## What is expected
Format every line of the entries below as a JSON list of strings, one string per line, and leave out any blank lines.

↓

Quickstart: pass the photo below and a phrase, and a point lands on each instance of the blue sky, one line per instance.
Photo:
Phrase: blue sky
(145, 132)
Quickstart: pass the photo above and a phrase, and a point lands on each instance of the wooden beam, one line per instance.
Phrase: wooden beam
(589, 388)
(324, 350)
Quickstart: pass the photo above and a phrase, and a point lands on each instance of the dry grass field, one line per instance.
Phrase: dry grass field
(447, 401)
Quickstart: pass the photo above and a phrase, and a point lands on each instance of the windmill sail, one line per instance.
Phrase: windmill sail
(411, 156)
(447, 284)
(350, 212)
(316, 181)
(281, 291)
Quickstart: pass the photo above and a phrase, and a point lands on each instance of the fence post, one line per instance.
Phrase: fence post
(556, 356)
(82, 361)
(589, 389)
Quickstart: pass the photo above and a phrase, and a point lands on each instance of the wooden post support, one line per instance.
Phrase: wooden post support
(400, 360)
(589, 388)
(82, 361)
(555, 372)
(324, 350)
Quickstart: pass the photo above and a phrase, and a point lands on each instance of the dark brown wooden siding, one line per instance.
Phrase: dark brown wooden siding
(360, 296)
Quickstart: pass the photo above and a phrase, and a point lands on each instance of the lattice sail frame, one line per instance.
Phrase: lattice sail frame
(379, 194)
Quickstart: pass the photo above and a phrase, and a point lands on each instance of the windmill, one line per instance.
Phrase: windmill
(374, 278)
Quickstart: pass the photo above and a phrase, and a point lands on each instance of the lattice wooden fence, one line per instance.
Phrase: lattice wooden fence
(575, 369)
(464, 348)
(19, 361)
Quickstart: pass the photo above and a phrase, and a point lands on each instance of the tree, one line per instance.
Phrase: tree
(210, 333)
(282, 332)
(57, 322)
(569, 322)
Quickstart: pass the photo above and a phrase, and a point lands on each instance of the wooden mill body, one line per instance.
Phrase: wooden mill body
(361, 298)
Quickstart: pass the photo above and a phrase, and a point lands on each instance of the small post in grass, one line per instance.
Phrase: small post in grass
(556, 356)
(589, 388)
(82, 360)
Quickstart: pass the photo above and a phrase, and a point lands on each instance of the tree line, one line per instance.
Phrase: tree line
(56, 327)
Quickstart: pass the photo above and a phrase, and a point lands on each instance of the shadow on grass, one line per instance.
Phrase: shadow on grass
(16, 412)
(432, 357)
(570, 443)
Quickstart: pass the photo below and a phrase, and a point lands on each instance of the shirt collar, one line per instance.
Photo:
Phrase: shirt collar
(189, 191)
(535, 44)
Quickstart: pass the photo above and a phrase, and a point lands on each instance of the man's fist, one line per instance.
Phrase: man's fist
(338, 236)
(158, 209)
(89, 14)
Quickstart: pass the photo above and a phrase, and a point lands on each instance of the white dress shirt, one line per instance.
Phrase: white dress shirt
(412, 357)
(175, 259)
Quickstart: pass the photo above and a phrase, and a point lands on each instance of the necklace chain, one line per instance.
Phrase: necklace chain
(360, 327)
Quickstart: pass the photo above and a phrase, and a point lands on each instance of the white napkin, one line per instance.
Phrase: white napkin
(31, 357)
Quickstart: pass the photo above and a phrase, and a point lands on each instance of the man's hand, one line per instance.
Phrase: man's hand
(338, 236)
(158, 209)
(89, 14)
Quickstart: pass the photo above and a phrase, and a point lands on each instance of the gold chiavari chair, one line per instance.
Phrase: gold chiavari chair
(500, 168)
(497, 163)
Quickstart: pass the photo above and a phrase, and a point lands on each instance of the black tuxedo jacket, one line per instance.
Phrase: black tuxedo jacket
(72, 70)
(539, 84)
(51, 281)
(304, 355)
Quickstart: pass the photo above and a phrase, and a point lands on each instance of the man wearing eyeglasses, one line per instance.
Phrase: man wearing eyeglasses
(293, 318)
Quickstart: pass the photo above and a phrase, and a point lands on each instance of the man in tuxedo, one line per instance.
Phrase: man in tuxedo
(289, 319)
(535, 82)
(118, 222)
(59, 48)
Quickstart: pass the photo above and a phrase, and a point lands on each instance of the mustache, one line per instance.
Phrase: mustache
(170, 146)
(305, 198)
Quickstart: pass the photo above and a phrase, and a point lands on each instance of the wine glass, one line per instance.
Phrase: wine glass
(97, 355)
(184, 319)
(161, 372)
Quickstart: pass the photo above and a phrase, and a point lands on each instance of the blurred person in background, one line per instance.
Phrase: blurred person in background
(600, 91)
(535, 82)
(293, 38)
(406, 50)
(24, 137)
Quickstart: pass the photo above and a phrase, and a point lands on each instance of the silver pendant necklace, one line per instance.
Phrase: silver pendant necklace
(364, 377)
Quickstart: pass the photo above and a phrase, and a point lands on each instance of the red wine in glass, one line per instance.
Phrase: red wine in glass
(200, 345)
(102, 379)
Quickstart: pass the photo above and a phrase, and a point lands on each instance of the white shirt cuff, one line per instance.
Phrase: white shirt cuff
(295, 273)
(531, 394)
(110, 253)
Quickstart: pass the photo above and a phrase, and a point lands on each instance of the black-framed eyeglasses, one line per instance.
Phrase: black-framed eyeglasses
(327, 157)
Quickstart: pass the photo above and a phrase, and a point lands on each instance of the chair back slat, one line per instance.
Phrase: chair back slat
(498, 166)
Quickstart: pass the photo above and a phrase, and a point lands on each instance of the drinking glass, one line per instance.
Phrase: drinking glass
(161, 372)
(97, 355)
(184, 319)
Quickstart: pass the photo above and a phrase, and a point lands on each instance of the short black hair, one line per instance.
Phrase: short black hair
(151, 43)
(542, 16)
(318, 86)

↑

## The result
[
  "Quickstart: pass the photo below and a phrase, and a point lands on each instance of the blue sky, one line per instance.",
  "Photo:",
  "Phrase: blue sky",
  "(145, 132)",
  "Quickstart: pass the photo above and a phrase, and a point lands on each instance of the wooden beam, one line per instance.",
  "Phrase: wooden beam",
  "(589, 388)",
  "(324, 350)",
  "Quickstart: pass the photo above and a phrase, and a point lands on each instance of the dry grass field, one line per instance.",
  "Phrase: dry grass field",
  "(447, 401)",
  "Quickstart: pass the photo above and a phrase, and a point lands on each instance of the windmill sail, one line per instance.",
  "Phrase: windmill sail",
  "(411, 156)",
  "(447, 284)",
  "(350, 212)",
  "(316, 181)",
  "(281, 291)",
  "Quickstart: pass the photo above and a phrase, and a point lands on each instance of the fence post, one line per instance.",
  "Phrase: fence post",
  "(556, 356)",
  "(82, 361)",
  "(589, 389)",
  "Quickstart: pass the photo above and a phrase, and a point lands on each instance of the wooden post support, one line per instance.",
  "Phrase: wooden post support",
  "(400, 360)",
  "(589, 388)",
  "(82, 361)",
  "(555, 372)",
  "(324, 350)",
  "Quickstart: pass the photo above and a phrase, and a point lands on each instance of the dark brown wooden siding, one line per instance.",
  "Phrase: dark brown wooden siding",
  "(360, 296)",
  "Quickstart: pass the photo above and a phrase, and a point lands on each instance of the lattice sail frame, one line per instance.",
  "Phrase: lattice sail frame",
  "(379, 194)",
  "Quickstart: pass the photo above and a phrase, and a point lands on each instance of the windmill, one line per instance.",
  "Phrase: windmill",
  "(374, 278)",
  "Quickstart: pass the photo above and a phrase, and a point lands on each instance of the lattice wooden fence, one line per instance.",
  "Phrase: lattice wooden fence",
  "(575, 369)",
  "(464, 348)",
  "(19, 361)",
  "Quickstart: pass the photo above and a phrase, and a point lands on each instance of the tree, one line per instance.",
  "Phrase: tree",
  "(210, 333)",
  "(282, 332)",
  "(57, 322)",
  "(569, 322)",
  "Quickstart: pass the photo above and a phrase, and a point lands on each instance of the wooden mill body, one line per instance.",
  "Phrase: wooden mill body",
  "(361, 298)",
  "Quickstart: pass the photo above and a phrase, and a point lands on each instance of the small post in grass, one line per instance.",
  "Phrase: small post in grass",
  "(556, 356)",
  "(589, 388)",
  "(82, 360)",
  "Quickstart: pass the photo above and a phrase, and a point lands on each instance of the tree line, one line per instance.",
  "Phrase: tree line",
  "(56, 327)",
  "Quickstart: pass the photo above and a phrase, and a point lands on each instance of the shadow on grass, one line per instance.",
  "Phrase: shadow on grass",
  "(16, 412)",
  "(432, 357)",
  "(570, 443)",
  "Quickstart: pass the photo below and a phrase, and a point lands on each instance of the shirt collar, one line per instance.",
  "Photo:",
  "Phrase: shirt collar",
  "(189, 191)",
  "(535, 44)",
  "Quickstart: pass the photo above and a phrase, and a point lands on each instance of the man's fist, one line per instance.",
  "Phrase: man's fist",
  "(338, 236)",
  "(158, 209)",
  "(89, 14)",
  "Quickstart: pass the photo above and a phrase, and a point lands on each instance of the white dress shirt, one line per instance.",
  "Phrase: white dress shirt",
  "(412, 357)",
  "(175, 259)",
  "Quickstart: pass the photo above and a phrase, and a point lands on each instance of the necklace chain, one line per instance.",
  "Phrase: necklace chain",
  "(360, 327)",
  "Quickstart: pass the photo above and a phrase, and a point lands on each instance of the white napkin, one line per instance.",
  "Phrase: white napkin",
  "(31, 357)",
  "Quickstart: pass the photo above and a phrase, and a point lands on each instance of the man's hand, one line per instance.",
  "Phrase: man's hand",
  "(338, 236)",
  "(158, 209)",
  "(89, 14)",
  "Quickstart: pass the photo above and a phrase, and a point lands on each instance of the gold chiavari chair, one line per instance.",
  "Phrase: gold chiavari chair",
  "(500, 168)",
  "(497, 163)",
  "Quickstart: pass the photo above and a phrase, and a point lands on each instance of the black tuxedo jacket, one line per instance.",
  "Phrase: black tuxedo jacket",
  "(72, 70)",
  "(539, 84)",
  "(51, 281)",
  "(304, 355)",
  "Quickstart: pass the photo above and a phrase, and a point lands on each instance of the man wearing eyeglasses, one line per instance.",
  "Phrase: man wearing eyeglasses",
  "(293, 318)",
  "Quickstart: pass the photo above and a phrase, and a point lands on each instance of the man in tuxedo, one line per instance.",
  "Phrase: man in tuxedo",
  "(289, 319)",
  "(535, 82)",
  "(118, 222)",
  "(59, 48)",
  "Quickstart: pass the photo above and a phrase, and a point lands on each instance of the mustache, one line per instance.",
  "Phrase: mustache",
  "(170, 146)",
  "(305, 198)",
  "Quickstart: pass the photo above and a phrase, and a point lands on each instance of the wine glass, one line per instance.",
  "Phrase: wine glass",
  "(97, 355)",
  "(184, 319)",
  "(161, 372)",
  "Quickstart: pass the photo above and a phrase, and a point lands on each instance of the blurred person in background, one line per instance.",
  "Phrase: blurred person in background",
  "(600, 91)",
  "(535, 82)",
  "(293, 38)",
  "(406, 50)",
  "(24, 137)",
  "Quickstart: pass the photo above and a phrase, and a point lands on each instance of the silver pendant necklace, one line per instance.",
  "Phrase: silver pendant necklace",
  "(364, 377)",
  "Quickstart: pass the photo above and a phrase, and a point lands on each instance of the red wine in glass, one line per instance.",
  "Phrase: red wine in glass",
  "(200, 345)",
  "(102, 379)",
  "Quickstart: pass the photo above and a phrase, and a point lands on each instance of the white shirt cuff, one line per instance.",
  "Phrase: white shirt cuff",
  "(295, 273)",
  "(531, 394)",
  "(110, 253)",
  "Quickstart: pass the photo above and a phrase, and a point lands on each instance of the black-framed eyeglasses, one line per instance.",
  "Phrase: black-framed eyeglasses",
  "(327, 157)",
  "Quickstart: pass the photo above and a phrase, and a point lands on each instance of the chair back slat, one line per instance.",
  "Phrase: chair back slat",
  "(498, 166)",
  "Quickstart: pass the photo above and a phrase, and a point lands on each instance of the drinking glass, one line per instance.",
  "Phrase: drinking glass",
  "(161, 372)",
  "(97, 355)",
  "(184, 319)",
  "Quickstart: pass the photo above and a phrase, and a point lands on each instance of the short black hair, one line per instance.",
  "Phrase: short black hair",
  "(151, 43)",
  "(542, 16)",
  "(318, 86)"
]